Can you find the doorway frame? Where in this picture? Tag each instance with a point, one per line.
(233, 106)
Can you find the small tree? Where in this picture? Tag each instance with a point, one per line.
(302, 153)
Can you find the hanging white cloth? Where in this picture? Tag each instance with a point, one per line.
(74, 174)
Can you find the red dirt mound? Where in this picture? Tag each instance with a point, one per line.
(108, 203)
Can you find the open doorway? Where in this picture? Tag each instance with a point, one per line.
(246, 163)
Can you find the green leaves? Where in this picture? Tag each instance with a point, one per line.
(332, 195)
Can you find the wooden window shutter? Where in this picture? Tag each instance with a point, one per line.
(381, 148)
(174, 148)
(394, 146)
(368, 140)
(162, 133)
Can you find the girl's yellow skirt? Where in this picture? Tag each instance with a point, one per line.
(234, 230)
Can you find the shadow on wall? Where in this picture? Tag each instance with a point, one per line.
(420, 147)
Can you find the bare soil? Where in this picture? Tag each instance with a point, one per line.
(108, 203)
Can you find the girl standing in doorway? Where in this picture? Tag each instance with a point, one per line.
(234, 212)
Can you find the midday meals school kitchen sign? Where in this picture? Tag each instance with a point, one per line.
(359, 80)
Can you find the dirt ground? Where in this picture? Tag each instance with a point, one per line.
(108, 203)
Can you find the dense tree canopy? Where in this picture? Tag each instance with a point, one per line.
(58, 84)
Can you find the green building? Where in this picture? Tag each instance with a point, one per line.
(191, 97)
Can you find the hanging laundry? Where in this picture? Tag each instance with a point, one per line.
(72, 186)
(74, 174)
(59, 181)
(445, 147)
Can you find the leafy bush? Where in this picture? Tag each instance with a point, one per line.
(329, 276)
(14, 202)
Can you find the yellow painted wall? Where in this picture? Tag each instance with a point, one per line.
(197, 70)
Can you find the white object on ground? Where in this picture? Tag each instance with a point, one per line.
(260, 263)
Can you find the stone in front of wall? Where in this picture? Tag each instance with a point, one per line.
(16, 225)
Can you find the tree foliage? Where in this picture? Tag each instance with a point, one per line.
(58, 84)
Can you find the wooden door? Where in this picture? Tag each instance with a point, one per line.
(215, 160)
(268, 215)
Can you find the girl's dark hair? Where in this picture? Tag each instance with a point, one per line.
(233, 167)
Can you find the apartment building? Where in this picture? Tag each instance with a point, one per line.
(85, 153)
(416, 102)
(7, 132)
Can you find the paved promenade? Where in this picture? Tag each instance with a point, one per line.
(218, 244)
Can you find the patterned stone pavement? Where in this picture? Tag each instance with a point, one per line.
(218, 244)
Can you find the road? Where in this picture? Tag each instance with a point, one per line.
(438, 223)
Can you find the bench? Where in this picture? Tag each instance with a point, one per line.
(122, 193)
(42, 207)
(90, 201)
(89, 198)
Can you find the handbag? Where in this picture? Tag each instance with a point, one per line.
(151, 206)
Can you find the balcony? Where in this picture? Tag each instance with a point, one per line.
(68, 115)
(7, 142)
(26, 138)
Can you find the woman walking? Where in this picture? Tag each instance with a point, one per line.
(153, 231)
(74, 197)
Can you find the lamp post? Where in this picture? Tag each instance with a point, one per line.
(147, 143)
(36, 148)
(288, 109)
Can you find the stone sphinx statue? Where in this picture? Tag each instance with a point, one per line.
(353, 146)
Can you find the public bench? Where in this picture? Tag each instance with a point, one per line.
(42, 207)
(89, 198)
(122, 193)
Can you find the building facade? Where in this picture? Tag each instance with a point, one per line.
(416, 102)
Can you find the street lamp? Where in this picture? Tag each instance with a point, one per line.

○ ○ ○ ○ ○ ○ ○

**What is required**
Print each line of the data exactly. Keep all of it.

**Response to the task**
Can you find the doorway frame? Where in this picture? Tag each instance with a point, one per line.
(233, 106)
Can you find the small tree? Where in this picture? Tag each instance with a point, one per line.
(302, 153)
Can you find the hanging white cloth? Where in this picture? Tag each instance with a point, one per line.
(74, 174)
Can you find the red dirt mound? Where in this picture? Tag each instance with a point, one per line.
(108, 203)
Can you find the open doorway? Where in this picture? Tag each instance with a point, one per line.
(246, 163)
Can you find the green leaves? Where in this picture? Tag each instance with a point, one per line.
(332, 195)
Can you find the wooden window shutter? Where in this picture? Tag each instance with a point, one per line.
(381, 148)
(174, 148)
(394, 146)
(368, 140)
(162, 133)
Can you find the girl's yellow skirt? Where in this picture? Tag each instance with a point, one per line.
(234, 230)
Can you find the shadow on wall? Where in this picture? Tag each instance with a point, one per line.
(420, 147)
Can you find the bare soil? Where in this picture? Tag each instance with a point, one per line.
(108, 203)
Can you find the girl standing in doorway? Where in this picture? Tag each instance with a point, one per line.
(234, 212)
Can you find the midday meals school kitchen sign? Where in this picture? Tag each instance with a point, one per line.
(359, 80)
Can you find the dirt ground? Where in this picture? Tag each instance with a point, one per line.
(108, 203)
Can you find the dense tree canopy? Where in this picture? Tag each instance with a point, one per line.
(58, 84)
Can you find the green building? Where in this picture? Tag each instance with a point, one per line.
(191, 97)
Can you find the hanging laundry? Where in this picture? Tag each instance with a point, one per line.
(72, 186)
(74, 174)
(59, 181)
(445, 147)
Can you find the leafy bush? Where in this picture? Tag each instance with a point, one per line.
(329, 276)
(14, 202)
Can you find the yellow painted wall? Where in this picture? Tag each instance with a point, one per line.
(197, 70)
Can you find the white object on ground? Where in this picture? Tag each instance with a point, one per line.
(260, 263)
Can you find the stone in front of wall? Where in this picture? Tag each instance with a point, one per line.
(16, 225)
Can you find the tree foliage? Where in this picture? Tag each instance with a point, one per line.
(58, 84)
Can you find the wooden door? Where in this picture? Tag each instance with a point, one per line.
(215, 160)
(268, 215)
Can you find the girl's dark hair? Where in this picture? Tag each instance with a point, one per line.
(233, 167)
Can you find the apartment building? Where in this picture? Tag each instance with a point, one per line.
(85, 153)
(416, 102)
(7, 132)
Can you find the paved promenade? Where in this picture? Tag each instance with a point, one per line.
(218, 244)
Can you find the patterned stone pavement? Where in this picture? Tag each instance with a point, one per line.
(218, 244)
Can you find the road? Where in this picture? Tag each instance with a point, one per line.
(438, 223)
Can you find the bench? Where in this picture? Tag each instance with a point, one per line.
(122, 193)
(42, 207)
(90, 201)
(89, 198)
Can you find the handbag? Where in this picture? Tag each instance with a point, one per line.
(151, 206)
Can you find the balcony? Where in this picture? Tag each instance with a point, one per line.
(68, 115)
(7, 142)
(26, 138)
Can you find the woman walking? Where in this picture? Tag each instance with a point, one per line.
(153, 231)
(74, 197)
Can you find the lamp post? Where in this picture? Tag each instance with a point, one per line.
(147, 143)
(36, 148)
(288, 109)
Can you find the stone sphinx statue? Where in this picture? Tag each instance with a point, one per line.
(353, 146)
Can you find the public bench? Where in this picture? Tag each instance with a point, one per line.
(42, 207)
(89, 198)
(122, 193)
Can you find the building facade? Where in this picture? Tag each instance with a point, one per line.
(416, 102)
Can you find the street lamp? Where in this picture? Tag each instance with a point, one per line.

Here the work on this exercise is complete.